Provided records →

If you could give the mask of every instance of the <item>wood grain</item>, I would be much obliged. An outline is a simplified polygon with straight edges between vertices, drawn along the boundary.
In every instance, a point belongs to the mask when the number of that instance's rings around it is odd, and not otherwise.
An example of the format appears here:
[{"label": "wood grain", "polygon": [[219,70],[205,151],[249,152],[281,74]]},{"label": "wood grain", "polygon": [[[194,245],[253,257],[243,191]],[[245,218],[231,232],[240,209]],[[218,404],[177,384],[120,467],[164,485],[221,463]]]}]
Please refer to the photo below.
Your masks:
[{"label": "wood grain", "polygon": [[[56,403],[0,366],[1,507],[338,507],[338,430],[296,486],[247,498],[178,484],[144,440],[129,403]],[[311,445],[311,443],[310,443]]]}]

* * *

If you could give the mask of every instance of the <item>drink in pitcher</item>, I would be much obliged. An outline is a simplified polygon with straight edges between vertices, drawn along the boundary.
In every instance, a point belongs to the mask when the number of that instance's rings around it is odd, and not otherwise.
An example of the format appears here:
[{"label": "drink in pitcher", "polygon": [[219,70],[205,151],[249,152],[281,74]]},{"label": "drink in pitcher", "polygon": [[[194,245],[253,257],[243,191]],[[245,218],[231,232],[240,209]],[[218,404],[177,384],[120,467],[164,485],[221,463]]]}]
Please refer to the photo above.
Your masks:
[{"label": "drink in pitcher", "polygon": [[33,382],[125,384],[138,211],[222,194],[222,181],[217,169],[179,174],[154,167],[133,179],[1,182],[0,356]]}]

Task statement → Find each line above that contains the word "photo", and copy every such line in full.

Response to this task →
Please refer to the photo below.
Please refer to the photo above.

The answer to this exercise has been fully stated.